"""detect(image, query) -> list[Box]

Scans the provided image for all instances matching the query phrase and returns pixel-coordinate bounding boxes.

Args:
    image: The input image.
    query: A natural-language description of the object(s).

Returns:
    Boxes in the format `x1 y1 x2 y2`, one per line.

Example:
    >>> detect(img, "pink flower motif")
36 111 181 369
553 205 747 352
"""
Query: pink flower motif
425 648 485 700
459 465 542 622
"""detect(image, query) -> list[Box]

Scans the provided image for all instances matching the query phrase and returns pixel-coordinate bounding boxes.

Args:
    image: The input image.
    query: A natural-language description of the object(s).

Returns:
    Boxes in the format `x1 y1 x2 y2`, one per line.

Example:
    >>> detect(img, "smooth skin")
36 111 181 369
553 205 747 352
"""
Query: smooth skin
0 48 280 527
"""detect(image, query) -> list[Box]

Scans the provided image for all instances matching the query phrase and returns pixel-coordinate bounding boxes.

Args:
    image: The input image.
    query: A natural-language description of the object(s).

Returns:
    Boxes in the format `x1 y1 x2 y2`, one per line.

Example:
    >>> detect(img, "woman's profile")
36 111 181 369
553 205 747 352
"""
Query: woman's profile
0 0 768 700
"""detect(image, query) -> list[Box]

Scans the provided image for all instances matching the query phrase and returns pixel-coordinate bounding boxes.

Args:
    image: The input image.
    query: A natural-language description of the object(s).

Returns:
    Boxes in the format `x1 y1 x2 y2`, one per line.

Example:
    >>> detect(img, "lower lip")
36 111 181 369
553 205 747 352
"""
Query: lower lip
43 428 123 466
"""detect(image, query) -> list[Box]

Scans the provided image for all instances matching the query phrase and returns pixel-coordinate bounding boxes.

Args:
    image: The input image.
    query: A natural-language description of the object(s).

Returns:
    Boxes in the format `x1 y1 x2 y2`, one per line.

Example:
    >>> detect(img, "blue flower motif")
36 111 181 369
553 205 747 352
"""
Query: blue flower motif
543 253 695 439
^^^^^^^^
> WHAT YOU WILL DO
Rescale the listing from its first line through the line with "459 465 542 622", both included, and repeat every line, requests too. Multiply each bounding-box coordinate in the answers by 2.05 and round to whole numbers with halves going up, leaving the numbers in the requests and their format samples unchanged.

> TASK RESPONSE
"""detect(image, query) -> list[Box]

Scans the provided image for all instances matching the query phrase and returns pixel-coordinate bounding boxes.

Args:
    image: The input image.
    query: A natural-language description of the object(s).

Returns:
    Boxes in the format `x1 y1 x2 y2`, one per line.

Example:
    >>> detect(img, "pink flower motif")
36 111 181 369
553 205 747 352
"""
Query: pink flower motif
871 1328 994 1435
941 953 1111 1275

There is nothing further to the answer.